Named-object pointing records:

--- --- ---

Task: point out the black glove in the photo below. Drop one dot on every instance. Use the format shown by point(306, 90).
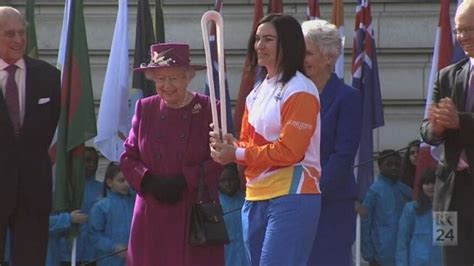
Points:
point(373, 263)
point(164, 189)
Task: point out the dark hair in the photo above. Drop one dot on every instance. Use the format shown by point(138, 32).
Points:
point(291, 46)
point(112, 170)
point(407, 175)
point(423, 202)
point(386, 154)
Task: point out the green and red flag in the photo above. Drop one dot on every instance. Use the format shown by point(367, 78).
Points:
point(77, 122)
point(31, 44)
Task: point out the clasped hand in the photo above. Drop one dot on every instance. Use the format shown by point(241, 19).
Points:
point(222, 151)
point(443, 115)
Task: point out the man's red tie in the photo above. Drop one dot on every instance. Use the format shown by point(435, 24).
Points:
point(470, 93)
point(11, 98)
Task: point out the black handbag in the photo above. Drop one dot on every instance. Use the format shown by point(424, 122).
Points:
point(206, 226)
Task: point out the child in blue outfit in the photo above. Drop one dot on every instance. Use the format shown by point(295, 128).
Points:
point(92, 193)
point(59, 224)
point(384, 203)
point(232, 199)
point(415, 232)
point(111, 217)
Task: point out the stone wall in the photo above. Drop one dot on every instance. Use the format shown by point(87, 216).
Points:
point(404, 30)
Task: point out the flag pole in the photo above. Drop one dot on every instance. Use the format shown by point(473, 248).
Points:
point(73, 252)
point(358, 240)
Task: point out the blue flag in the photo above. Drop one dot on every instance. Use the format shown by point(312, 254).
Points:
point(365, 77)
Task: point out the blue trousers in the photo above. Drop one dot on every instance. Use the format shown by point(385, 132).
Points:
point(280, 231)
point(336, 234)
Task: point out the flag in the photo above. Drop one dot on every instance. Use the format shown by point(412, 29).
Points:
point(365, 77)
point(77, 119)
point(312, 11)
point(248, 77)
point(31, 43)
point(215, 70)
point(159, 22)
point(113, 119)
point(144, 37)
point(275, 6)
point(442, 57)
point(338, 20)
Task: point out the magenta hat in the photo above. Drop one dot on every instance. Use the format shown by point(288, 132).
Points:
point(169, 55)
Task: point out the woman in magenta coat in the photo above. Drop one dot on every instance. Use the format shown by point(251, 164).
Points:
point(164, 152)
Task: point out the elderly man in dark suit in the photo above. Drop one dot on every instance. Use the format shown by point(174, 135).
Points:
point(29, 112)
point(451, 122)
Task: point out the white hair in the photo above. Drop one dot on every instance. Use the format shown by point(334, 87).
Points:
point(9, 13)
point(325, 35)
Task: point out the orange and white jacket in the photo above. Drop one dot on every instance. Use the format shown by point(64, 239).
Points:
point(280, 139)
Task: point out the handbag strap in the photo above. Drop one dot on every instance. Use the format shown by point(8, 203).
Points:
point(202, 187)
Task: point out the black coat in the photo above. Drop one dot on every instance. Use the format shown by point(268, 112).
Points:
point(25, 167)
point(452, 82)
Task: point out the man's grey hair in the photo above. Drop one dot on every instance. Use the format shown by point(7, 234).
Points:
point(10, 13)
point(325, 35)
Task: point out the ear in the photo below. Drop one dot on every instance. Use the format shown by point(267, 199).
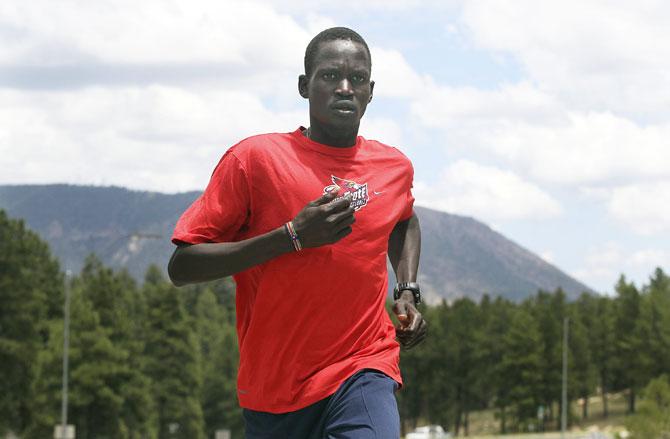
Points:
point(302, 86)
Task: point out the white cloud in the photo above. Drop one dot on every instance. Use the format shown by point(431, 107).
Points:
point(394, 77)
point(603, 264)
point(537, 135)
point(486, 192)
point(123, 31)
point(644, 207)
point(157, 138)
point(596, 54)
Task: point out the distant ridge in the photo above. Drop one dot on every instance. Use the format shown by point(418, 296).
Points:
point(460, 255)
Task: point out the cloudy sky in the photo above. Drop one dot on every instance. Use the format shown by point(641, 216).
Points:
point(549, 121)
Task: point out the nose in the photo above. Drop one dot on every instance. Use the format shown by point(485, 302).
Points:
point(344, 88)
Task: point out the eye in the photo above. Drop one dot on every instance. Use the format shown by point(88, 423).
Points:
point(358, 79)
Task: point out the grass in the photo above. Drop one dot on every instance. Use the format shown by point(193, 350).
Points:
point(484, 424)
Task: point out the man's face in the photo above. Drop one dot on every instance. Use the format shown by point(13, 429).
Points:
point(339, 87)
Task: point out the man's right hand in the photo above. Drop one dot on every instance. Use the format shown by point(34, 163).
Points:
point(324, 221)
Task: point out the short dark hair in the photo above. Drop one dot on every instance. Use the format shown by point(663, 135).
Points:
point(332, 34)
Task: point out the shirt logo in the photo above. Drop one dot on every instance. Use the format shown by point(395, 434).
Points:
point(356, 191)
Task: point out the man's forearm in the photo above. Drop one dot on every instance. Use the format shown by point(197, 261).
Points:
point(205, 262)
point(404, 249)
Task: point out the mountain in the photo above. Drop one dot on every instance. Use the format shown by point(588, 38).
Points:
point(131, 229)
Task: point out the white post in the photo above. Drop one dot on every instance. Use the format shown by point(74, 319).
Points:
point(564, 398)
point(66, 354)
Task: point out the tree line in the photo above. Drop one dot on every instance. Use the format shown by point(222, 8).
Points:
point(154, 361)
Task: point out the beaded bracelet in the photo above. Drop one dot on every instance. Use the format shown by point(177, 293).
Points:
point(297, 245)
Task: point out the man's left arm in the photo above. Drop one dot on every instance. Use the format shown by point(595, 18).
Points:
point(404, 249)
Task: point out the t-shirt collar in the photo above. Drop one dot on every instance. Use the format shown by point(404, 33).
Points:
point(326, 149)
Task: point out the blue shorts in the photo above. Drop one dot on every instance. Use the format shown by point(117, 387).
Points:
point(364, 407)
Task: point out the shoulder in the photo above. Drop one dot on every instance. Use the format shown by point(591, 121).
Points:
point(387, 152)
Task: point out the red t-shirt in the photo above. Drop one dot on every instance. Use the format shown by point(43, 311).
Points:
point(308, 320)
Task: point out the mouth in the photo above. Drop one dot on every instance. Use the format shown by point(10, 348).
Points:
point(344, 107)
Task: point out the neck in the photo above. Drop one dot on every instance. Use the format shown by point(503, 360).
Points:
point(336, 138)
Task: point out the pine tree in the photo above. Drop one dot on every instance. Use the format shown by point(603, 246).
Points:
point(627, 367)
point(465, 324)
point(98, 369)
point(582, 372)
point(115, 298)
point(215, 326)
point(30, 296)
point(522, 367)
point(173, 361)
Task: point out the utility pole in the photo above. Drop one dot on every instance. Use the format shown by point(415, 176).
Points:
point(564, 396)
point(66, 356)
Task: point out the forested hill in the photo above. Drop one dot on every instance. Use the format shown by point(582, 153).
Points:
point(131, 229)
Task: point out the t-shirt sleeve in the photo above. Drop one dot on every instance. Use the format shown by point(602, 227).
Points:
point(222, 210)
point(409, 197)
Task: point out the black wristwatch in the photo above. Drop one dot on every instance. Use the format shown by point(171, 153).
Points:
point(411, 286)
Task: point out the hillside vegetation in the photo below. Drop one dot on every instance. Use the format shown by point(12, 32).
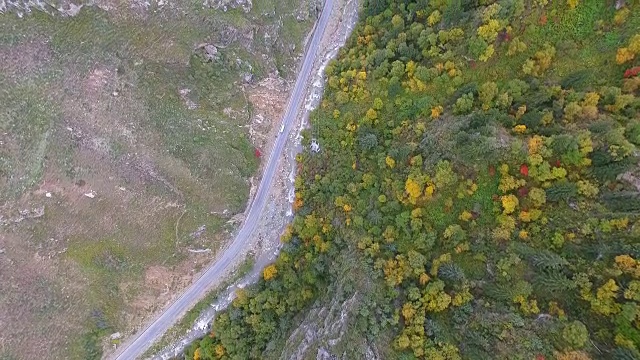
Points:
point(477, 193)
point(128, 138)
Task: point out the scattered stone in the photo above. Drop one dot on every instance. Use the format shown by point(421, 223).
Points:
point(211, 51)
point(196, 234)
point(198, 251)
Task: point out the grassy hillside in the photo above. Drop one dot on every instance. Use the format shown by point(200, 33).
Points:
point(477, 194)
point(123, 145)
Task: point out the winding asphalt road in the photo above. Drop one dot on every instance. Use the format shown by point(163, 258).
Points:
point(198, 289)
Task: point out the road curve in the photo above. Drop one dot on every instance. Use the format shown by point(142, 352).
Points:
point(198, 289)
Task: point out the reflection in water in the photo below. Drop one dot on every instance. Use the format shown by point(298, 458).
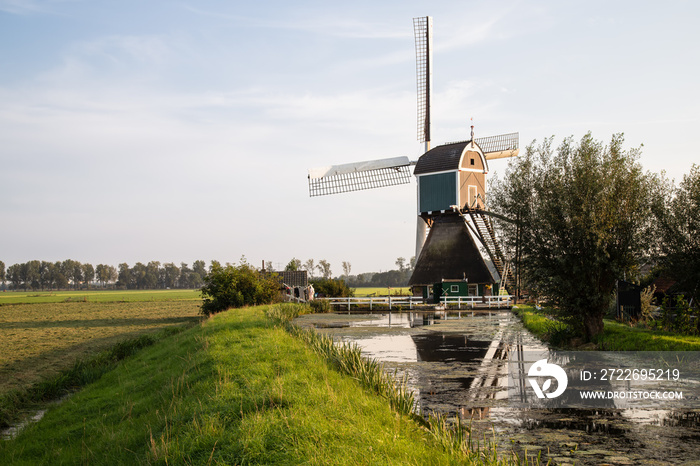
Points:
point(457, 364)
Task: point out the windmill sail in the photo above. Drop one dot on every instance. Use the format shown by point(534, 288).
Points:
point(423, 31)
point(498, 147)
point(357, 176)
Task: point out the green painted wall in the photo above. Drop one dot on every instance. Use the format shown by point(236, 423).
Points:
point(437, 192)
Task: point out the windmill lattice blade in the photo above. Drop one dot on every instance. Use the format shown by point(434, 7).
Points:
point(422, 29)
point(359, 176)
point(500, 143)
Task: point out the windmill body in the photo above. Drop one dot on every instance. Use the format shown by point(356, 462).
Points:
point(456, 248)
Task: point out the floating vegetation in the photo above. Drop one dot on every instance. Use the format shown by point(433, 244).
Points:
point(454, 437)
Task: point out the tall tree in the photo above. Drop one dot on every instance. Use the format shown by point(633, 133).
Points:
point(88, 274)
point(293, 265)
point(124, 276)
point(583, 218)
point(170, 275)
point(310, 266)
point(14, 275)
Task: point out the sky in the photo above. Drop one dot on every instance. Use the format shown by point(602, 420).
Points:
point(176, 131)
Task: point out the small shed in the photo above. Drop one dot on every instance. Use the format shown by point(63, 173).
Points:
point(451, 175)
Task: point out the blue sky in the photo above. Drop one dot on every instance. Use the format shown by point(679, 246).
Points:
point(176, 130)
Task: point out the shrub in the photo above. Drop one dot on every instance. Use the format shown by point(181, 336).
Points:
point(236, 286)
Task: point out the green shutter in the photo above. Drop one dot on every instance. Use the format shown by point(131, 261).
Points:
point(438, 192)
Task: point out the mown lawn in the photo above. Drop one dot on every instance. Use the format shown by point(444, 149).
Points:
point(235, 390)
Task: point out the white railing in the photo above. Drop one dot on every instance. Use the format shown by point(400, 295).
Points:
point(469, 302)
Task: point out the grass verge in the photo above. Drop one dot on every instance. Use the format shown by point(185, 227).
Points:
point(236, 390)
point(616, 336)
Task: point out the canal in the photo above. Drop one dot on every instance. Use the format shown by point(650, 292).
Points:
point(457, 364)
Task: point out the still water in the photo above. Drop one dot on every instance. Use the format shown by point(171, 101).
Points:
point(457, 364)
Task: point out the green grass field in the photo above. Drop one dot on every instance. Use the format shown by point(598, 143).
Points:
point(41, 339)
point(97, 296)
point(235, 390)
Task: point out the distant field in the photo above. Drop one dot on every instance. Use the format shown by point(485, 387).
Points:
point(38, 340)
point(379, 291)
point(98, 296)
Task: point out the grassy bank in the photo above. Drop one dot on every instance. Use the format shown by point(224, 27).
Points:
point(235, 390)
point(616, 336)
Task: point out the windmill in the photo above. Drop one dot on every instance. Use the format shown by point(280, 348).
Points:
point(455, 239)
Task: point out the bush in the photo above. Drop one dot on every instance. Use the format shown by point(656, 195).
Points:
point(236, 286)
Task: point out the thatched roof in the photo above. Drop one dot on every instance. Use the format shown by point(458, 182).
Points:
point(450, 253)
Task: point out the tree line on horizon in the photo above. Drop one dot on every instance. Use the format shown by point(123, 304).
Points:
point(391, 278)
point(71, 274)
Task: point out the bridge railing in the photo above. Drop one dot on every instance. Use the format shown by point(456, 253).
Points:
point(412, 302)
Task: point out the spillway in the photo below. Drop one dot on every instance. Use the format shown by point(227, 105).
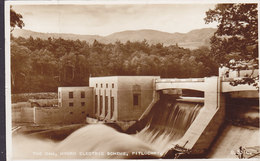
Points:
point(167, 122)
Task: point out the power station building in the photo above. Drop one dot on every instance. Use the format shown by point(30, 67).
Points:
point(121, 98)
point(76, 101)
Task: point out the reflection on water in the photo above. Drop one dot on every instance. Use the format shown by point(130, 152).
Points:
point(167, 122)
point(92, 141)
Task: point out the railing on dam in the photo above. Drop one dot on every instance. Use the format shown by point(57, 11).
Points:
point(201, 85)
point(192, 83)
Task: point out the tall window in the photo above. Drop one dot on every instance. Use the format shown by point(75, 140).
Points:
point(96, 103)
point(112, 106)
point(106, 105)
point(101, 104)
point(136, 95)
point(70, 94)
point(82, 94)
point(82, 103)
point(136, 100)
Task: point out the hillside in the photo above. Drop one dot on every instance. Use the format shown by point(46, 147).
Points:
point(192, 39)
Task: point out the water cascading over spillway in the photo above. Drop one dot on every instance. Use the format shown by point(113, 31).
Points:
point(167, 122)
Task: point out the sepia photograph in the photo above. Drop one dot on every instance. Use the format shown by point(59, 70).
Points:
point(132, 80)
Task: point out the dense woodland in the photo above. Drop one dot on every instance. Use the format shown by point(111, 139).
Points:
point(39, 65)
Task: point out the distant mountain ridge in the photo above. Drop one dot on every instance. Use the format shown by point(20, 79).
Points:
point(192, 39)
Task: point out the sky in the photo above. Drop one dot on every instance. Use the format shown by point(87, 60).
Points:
point(107, 19)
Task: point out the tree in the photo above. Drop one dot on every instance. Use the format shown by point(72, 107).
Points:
point(235, 43)
point(15, 19)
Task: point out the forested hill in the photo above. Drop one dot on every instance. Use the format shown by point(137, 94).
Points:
point(43, 65)
point(192, 40)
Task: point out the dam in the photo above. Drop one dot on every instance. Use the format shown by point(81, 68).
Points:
point(166, 123)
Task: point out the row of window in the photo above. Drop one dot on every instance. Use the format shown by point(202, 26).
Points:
point(71, 104)
point(101, 85)
point(82, 94)
point(106, 105)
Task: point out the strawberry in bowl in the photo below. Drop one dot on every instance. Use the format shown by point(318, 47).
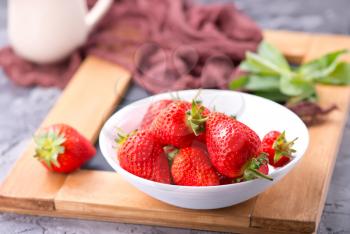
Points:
point(214, 160)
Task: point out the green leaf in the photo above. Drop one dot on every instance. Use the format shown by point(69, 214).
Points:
point(340, 75)
point(272, 54)
point(239, 82)
point(321, 67)
point(295, 86)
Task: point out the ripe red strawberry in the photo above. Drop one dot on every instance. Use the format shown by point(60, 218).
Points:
point(152, 112)
point(224, 180)
point(257, 167)
point(278, 148)
point(142, 155)
point(191, 167)
point(231, 144)
point(179, 123)
point(61, 148)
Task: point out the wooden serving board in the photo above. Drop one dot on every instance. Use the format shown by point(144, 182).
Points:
point(293, 205)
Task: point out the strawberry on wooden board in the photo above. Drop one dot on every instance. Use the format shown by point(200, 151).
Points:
point(142, 155)
point(256, 168)
point(231, 144)
point(179, 123)
point(152, 112)
point(61, 148)
point(191, 167)
point(278, 148)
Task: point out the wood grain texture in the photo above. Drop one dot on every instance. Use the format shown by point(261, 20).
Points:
point(106, 194)
point(85, 104)
point(296, 202)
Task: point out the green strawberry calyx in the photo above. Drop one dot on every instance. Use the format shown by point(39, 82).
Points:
point(195, 119)
point(49, 145)
point(171, 152)
point(251, 170)
point(283, 147)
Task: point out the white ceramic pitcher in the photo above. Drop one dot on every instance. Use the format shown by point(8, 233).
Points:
point(47, 31)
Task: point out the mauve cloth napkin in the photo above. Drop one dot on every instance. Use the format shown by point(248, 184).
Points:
point(167, 44)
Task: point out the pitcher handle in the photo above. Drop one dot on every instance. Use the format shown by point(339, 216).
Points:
point(96, 13)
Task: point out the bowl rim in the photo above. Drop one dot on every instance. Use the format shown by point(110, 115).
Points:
point(116, 166)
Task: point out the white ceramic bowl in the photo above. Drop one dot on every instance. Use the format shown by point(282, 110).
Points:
point(260, 114)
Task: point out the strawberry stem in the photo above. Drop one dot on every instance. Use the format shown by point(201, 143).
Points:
point(122, 136)
point(283, 147)
point(195, 119)
point(171, 152)
point(252, 169)
point(49, 145)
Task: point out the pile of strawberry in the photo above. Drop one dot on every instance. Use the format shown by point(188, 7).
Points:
point(184, 143)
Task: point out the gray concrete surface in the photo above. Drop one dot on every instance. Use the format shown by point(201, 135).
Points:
point(22, 110)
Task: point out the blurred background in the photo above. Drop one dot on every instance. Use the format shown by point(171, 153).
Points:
point(24, 108)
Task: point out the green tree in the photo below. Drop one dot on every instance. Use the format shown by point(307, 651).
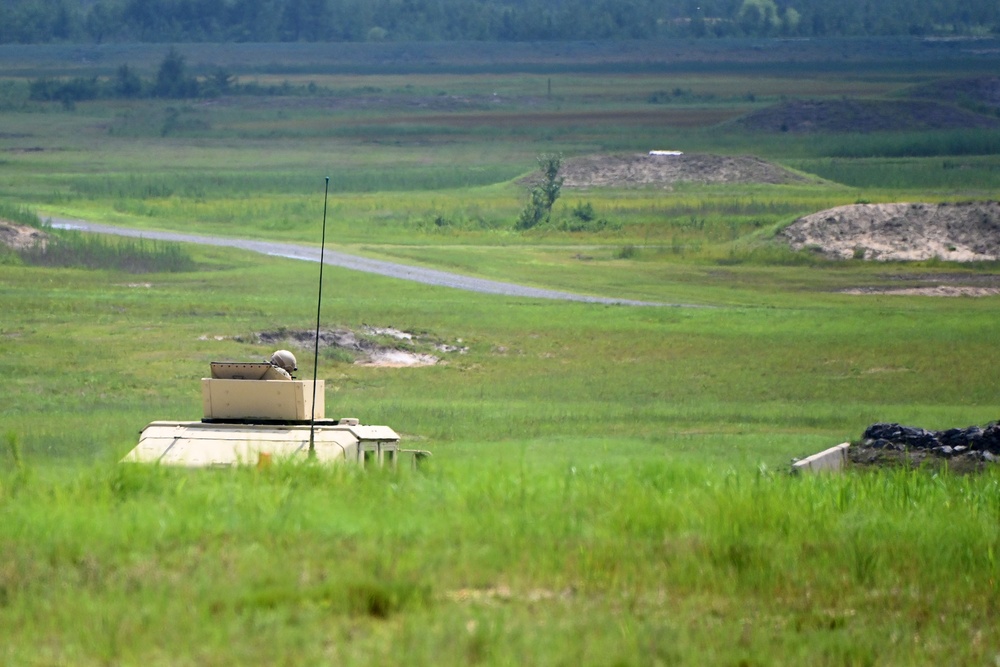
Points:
point(544, 195)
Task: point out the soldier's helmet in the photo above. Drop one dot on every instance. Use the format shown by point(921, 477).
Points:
point(284, 359)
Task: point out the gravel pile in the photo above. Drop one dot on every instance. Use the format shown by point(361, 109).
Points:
point(960, 449)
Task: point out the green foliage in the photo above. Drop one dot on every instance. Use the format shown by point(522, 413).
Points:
point(33, 21)
point(69, 248)
point(543, 195)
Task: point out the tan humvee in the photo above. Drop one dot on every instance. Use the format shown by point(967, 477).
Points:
point(250, 419)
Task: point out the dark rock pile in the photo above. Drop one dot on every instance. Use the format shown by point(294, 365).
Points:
point(964, 449)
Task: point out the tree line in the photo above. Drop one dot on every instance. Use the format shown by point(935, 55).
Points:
point(97, 21)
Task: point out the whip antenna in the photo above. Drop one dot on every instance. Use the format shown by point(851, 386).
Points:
point(319, 305)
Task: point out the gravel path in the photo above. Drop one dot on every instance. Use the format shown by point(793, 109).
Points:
point(347, 261)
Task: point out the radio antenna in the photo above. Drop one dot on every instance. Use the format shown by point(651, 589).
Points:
point(319, 305)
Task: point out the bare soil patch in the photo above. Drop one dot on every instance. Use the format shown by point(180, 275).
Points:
point(20, 237)
point(965, 232)
point(644, 170)
point(372, 346)
point(862, 116)
point(976, 93)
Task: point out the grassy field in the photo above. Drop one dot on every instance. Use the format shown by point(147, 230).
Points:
point(609, 484)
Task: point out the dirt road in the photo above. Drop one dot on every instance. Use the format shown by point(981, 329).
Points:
point(356, 263)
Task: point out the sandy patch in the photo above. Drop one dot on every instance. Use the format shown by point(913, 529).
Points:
point(663, 170)
point(20, 237)
point(965, 232)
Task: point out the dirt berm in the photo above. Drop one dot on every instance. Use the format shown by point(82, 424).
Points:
point(643, 170)
point(964, 232)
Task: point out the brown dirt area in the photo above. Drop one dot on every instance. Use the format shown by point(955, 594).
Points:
point(18, 236)
point(861, 116)
point(965, 232)
point(643, 170)
point(977, 93)
point(371, 346)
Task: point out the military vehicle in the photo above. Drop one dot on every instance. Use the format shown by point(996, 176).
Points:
point(255, 413)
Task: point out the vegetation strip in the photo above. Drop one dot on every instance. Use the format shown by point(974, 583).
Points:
point(353, 262)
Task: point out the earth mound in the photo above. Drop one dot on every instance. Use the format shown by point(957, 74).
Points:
point(804, 116)
point(964, 232)
point(640, 170)
point(20, 237)
point(976, 93)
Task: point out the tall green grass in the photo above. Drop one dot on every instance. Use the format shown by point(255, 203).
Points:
point(528, 560)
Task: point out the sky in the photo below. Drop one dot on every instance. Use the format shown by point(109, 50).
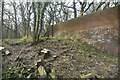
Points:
point(61, 0)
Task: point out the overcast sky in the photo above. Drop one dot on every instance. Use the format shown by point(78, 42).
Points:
point(63, 0)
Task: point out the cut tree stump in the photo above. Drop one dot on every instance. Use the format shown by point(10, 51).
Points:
point(42, 72)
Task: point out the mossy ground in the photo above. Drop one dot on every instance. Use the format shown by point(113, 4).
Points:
point(74, 58)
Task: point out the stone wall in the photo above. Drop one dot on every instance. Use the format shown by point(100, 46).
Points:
point(99, 29)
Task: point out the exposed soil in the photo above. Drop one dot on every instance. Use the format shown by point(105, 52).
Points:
point(74, 59)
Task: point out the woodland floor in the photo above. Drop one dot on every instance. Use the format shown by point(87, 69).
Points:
point(74, 60)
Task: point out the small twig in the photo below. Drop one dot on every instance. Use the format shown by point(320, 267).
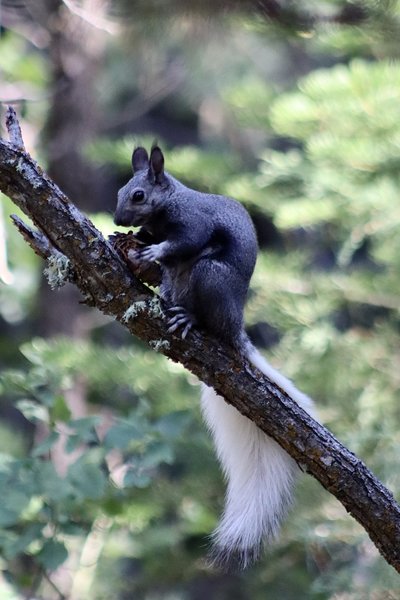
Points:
point(14, 129)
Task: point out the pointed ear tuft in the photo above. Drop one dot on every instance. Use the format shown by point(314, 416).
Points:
point(140, 159)
point(157, 164)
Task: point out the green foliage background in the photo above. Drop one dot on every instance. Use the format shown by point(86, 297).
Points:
point(314, 154)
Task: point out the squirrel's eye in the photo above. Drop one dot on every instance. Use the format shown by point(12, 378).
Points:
point(138, 195)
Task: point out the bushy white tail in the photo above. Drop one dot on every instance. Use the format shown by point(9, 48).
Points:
point(260, 474)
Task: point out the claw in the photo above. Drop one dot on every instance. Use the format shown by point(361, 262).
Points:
point(180, 319)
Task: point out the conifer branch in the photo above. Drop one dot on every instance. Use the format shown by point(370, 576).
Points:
point(107, 283)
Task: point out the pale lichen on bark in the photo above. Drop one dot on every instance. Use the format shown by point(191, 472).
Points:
point(106, 282)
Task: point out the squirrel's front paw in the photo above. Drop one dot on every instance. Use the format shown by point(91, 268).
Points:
point(181, 318)
point(151, 253)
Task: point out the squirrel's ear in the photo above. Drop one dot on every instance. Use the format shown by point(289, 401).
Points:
point(140, 159)
point(157, 164)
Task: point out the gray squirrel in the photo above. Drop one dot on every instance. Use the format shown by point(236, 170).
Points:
point(207, 247)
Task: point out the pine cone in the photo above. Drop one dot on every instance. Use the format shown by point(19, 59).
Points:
point(149, 273)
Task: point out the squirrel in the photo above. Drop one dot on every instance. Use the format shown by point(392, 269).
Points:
point(207, 246)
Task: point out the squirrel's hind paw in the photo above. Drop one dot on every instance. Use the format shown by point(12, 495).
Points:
point(181, 318)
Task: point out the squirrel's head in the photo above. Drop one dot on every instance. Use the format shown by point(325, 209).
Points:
point(145, 194)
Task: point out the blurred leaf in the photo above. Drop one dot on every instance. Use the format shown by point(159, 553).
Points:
point(52, 555)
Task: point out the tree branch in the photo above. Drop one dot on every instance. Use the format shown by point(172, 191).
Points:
point(106, 282)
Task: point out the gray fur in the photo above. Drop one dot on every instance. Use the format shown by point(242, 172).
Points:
point(205, 243)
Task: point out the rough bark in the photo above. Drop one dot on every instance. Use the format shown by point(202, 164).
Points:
point(105, 281)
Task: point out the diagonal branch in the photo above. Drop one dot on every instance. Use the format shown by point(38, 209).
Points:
point(106, 282)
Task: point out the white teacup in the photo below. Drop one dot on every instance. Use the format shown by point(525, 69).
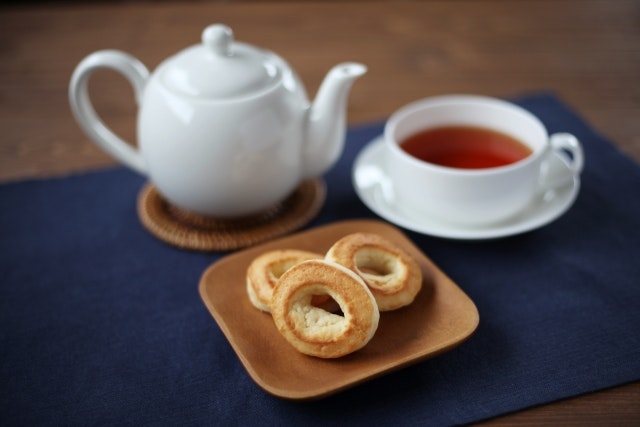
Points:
point(475, 196)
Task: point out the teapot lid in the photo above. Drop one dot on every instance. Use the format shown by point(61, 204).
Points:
point(219, 68)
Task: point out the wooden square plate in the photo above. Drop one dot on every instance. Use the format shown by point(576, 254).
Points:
point(441, 317)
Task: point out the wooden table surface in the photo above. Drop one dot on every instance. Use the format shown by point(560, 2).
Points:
point(585, 51)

--- --- ---

Written request
What do the lines above say from the line containing "Task: point out the tree branch" through the last line? Quote them exactly, both ends included, and leave out the pictures.

Correct result
Task: point out the tree branch in the photo above. Drop one dot on every instance. Use the format shown by point(172, 191).
Points:
point(106, 282)
Task: point out the gray fur in the photo above. Drop one dot on every instance. Use the format shown by point(242, 172).
Points:
point(205, 243)
Task: point out the rough bark in the photo above. Drop one dot on every instance. Use the format shown by point(202, 164).
Points:
point(105, 281)
Task: point out the diagonal branch in the photo above. Drop one dot on every instance. Use the format shown by point(38, 209).
Points:
point(106, 282)
Task: point out the white teacup in the photo below. Drop one dot on every instance. Use the format shown by point(525, 69).
Points:
point(475, 196)
Task: point out the teapot lid in the photo above. Drop one dot on every instance. Use the format shown by point(61, 204).
Points:
point(219, 68)
Task: point out the wooden square plate in the photo above. Drop one dot on every instance. Use the format shown by point(576, 254).
Points:
point(441, 317)
Task: point out the wooden table surface in the photo above. Drop one dot on every instance. Use the format shown by point(560, 2).
Points:
point(585, 51)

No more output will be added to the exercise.